**SOURCE**:
________

A common mistake small to mid-size businesses make is trying to be good at everything.
If you’ve struggled to get your people to perform at the high standards you expect, or you’re constantly discovering obstacles to overcome because you feel you should be excellent in every phase of customer service, read Uncommon Service: How to Win by Putting Customers at the Core of Your Business by Frances Frei & Anne Morriss.
Verne Harnish, author of Mastering the Rockefeller Habits, Scaling Up, Scaling Up Compensation, ranked Uncommon Service as his #1 book on Strategy!
Frei and Morris share Four Service Truths few businesses understand, and still fewer execute effectively. This blog explores the first truth:
“You can’t be good at everything!”
Commerce Bank Example
Uncommon Service provides details on how Commerce Bank carved out a winning position by deciding very strategically where it would excel, understanding very clearly what that would mean for the rest of its service model.
Commerce Bank chose to attack the banking industry's proclivity to have limited hours and bad attitudes. Commerce’s attack lines, inconvenience, lack of customer appreciation were just as open to their competitors. Commerce targeted customers fed up with the service experience of a traditional retail bank. Commerce aimed to be best in hours, open seven days a week, (M-F 7:30 AM to 8 PM, Friday drive-throughs open until midnight, and full-service banking available on Saturdays and Sundays! Their tagline, America’s Most Convenient Bank.
Trade-Offs
This kind of convenience was an expensive proposition. Indeed, the expense of being open for extended hours was a primary reason the competition avoided it.
To design uncommon service, the biggest obstacle is the emotional unwillingness to embrace your weakness!
Choosing bad means deliberately letting people down, giving up a can-do, anything’s-possible attitude toward adversity. Choosing bad feels bad, especially in mission-driven industries such as health care or education. Managers feel compelled to at least try in all areas.
Choosing bad is your only shot at achieving greatness! Resisting it is a recipe for mediocrity!
It sounds simple, but the courage to choose low deposit rates and poor cross-sell performance seemed crazy alongside the desire to grow. These choices worked because being bad was not a missed opportunity, but rather was the fuel to create an exceptional service experience.

________

**WRITTEN REQUEST A**: Condense the paragraph of the blog post that begins "Choosing bad means deliberately letting people down" into a single sentence that keeps its main facts.
**WRITTEN REQUEST B**: Reproduce the passage of the blog post between "Choosing bad means" and "recipe for mediocrity!", inclusive, substituting "failure" for "mediocrity".

________

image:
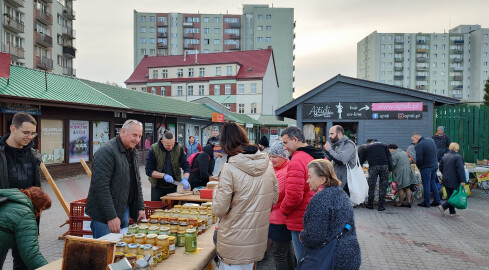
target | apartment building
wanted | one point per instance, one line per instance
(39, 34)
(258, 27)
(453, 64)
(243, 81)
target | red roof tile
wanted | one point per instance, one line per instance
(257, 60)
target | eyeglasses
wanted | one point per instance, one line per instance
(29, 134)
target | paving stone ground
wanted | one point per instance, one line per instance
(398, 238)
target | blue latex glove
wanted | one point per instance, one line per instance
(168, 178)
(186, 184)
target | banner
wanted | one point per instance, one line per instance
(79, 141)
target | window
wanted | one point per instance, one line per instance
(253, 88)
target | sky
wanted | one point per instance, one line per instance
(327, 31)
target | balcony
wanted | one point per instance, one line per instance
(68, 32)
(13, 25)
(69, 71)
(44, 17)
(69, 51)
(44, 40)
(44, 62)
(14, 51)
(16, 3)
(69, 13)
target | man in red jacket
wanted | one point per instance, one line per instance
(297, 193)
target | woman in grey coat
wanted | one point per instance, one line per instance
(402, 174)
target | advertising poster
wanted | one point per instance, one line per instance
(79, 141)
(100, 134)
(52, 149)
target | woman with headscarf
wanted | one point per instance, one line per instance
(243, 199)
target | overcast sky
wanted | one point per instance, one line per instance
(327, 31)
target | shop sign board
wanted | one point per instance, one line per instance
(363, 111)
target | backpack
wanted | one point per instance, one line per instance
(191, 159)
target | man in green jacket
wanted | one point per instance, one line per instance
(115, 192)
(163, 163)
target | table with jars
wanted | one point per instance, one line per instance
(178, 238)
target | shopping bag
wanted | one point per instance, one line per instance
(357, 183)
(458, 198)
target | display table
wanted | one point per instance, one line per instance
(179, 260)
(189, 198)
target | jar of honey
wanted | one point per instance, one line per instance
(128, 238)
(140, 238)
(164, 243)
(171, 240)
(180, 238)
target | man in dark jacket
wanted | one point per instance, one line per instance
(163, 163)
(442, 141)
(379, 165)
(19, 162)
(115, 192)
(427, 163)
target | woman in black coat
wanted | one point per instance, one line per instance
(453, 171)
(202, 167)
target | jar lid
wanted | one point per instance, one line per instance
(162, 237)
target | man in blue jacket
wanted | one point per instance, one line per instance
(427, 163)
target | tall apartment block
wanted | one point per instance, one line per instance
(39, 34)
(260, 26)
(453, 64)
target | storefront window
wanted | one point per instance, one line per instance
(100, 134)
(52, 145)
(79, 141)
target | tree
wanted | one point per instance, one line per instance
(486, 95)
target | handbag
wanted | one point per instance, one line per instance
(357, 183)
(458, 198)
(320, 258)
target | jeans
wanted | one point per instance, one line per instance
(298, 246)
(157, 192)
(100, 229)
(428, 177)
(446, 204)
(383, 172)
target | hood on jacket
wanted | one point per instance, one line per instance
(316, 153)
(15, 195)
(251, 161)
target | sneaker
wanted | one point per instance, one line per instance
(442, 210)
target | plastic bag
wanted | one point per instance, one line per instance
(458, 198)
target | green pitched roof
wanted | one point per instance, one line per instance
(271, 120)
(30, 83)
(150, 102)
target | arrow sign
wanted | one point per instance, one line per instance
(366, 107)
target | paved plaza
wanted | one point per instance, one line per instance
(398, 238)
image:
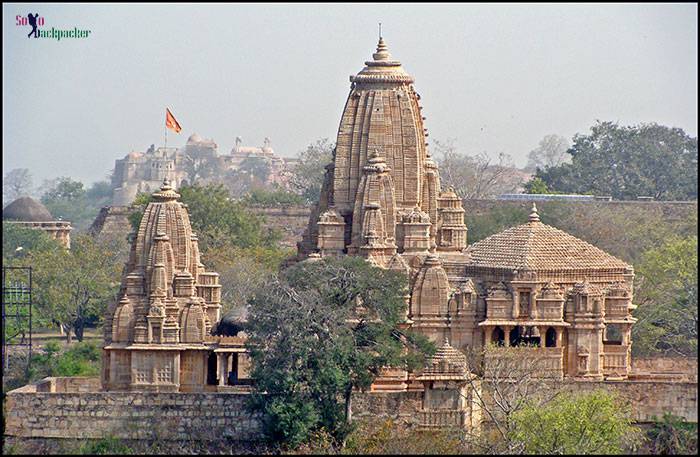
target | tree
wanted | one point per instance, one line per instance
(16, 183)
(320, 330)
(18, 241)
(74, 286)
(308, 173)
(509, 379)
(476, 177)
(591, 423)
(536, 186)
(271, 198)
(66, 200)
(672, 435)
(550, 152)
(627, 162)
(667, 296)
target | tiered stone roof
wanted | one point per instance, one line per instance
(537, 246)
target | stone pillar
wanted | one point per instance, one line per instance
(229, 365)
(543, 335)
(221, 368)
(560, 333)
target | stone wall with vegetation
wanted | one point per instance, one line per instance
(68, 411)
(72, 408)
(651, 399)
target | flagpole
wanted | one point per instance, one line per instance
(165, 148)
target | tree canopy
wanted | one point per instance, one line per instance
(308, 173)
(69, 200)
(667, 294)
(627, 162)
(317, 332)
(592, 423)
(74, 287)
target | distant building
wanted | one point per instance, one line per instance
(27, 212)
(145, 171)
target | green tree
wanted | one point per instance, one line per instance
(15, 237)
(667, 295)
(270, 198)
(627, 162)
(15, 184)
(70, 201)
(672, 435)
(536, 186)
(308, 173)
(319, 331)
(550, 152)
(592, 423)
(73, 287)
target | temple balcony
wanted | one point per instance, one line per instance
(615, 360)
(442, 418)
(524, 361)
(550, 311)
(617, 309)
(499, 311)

________

**WRITTEN RESPONSE A**: Choosing bad means deliberately letting people down and abandoning a can-do, anything's-possible attitude, which feels bad, especially in mission-driven industries such as health care or education, so managers feel compelled to at least try in all areas.

**WRITTEN RESPONSE B**:
Choosing bad means deliberately letting people down, giving up a can-do, anything’s-possible attitude toward adversity. Choosing bad feels bad, especially in mission-driven industries such as health care or education. Managers feel compelled to at least try in all areas.
Choosing bad is your only shot at achieving greatness! Resisting it is a recipe for failure!